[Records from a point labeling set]
[BEGIN]

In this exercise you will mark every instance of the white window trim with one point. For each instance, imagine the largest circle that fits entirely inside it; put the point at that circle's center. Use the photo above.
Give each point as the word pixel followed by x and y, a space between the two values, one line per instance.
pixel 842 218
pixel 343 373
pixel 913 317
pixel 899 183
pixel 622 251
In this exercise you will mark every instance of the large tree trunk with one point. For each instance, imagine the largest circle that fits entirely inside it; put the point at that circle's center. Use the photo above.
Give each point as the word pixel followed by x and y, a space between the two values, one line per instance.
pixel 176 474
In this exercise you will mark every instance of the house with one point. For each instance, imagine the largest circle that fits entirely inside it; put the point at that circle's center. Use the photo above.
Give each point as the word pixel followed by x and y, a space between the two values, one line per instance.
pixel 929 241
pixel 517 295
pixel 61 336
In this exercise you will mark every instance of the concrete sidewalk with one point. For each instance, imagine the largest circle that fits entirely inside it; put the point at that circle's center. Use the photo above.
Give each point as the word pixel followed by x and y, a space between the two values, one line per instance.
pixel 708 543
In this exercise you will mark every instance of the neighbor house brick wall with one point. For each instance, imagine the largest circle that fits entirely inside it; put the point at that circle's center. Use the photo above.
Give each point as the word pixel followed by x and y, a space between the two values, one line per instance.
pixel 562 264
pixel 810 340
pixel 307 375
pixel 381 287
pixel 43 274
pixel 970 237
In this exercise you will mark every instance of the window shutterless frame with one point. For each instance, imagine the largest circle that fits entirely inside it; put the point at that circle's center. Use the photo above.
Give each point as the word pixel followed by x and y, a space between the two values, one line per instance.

[END]

#### GIVEN PROBLEM
Please edit the entries above, changing each "largest circle" to "biggest circle" and keeping everything else the same.

#### COMPLETE RESPONSE
In this exercise you will mark every instance of the white window trim with one point. For each instance, imagine the biggest circle that fits entirely inside it; put the point at that circle's center. Use the photo above.
Give each point as the word pixel followed by x and y, a space between the two values, one line per instance.
pixel 842 218
pixel 343 373
pixel 913 317
pixel 899 183
pixel 622 251
In this exercise you will mark every instance of the large tree trunk with one point. For each instance, imagine the biggest circle that fits entirely inside it; put the point at that circle's center. Use the photo above.
Give each point as the word pixel followed by x and y, a space between the two values, one line per instance.
pixel 176 474
In this exercise you will mark every instance of the house with one point. For each instance, imagine the biggest circle that fits entirely inside it; put the point at that circle's center. Use the photo above.
Give each point as the word pixel followed by x and y, a space between the two values, one line per instance.
pixel 929 241
pixel 517 295
pixel 61 336
In this exercise you will mark every instance of the concrete sidewalk with one point. For each instance, imagine the biggest circle that fits entirely inside it; put the point at that circle's center. Use the photo above.
Give each point as the word pixel followed by x and y, a space between the two values, one line per instance.
pixel 708 543
In this exercise you will mark every instance of the neighbor house brick wall with one point. For each instance, imagine the biggest circle that fits entirely inside it; put the point at that circle's center. Use the photo above.
Give each point as the word pixel followed by x and y, a space between the two values, one line per instance.
pixel 562 264
pixel 810 340
pixel 307 375
pixel 381 287
pixel 43 274
pixel 970 237
In this exercise you will mark every instance of the window shutterless frame with one point. For each instance, imagine the biggest circle that fits entirely inside it; put the point at that circle's center. Use the photo above.
Give each point as the word pixel followed by x and y, a space between the two values, one line per instance.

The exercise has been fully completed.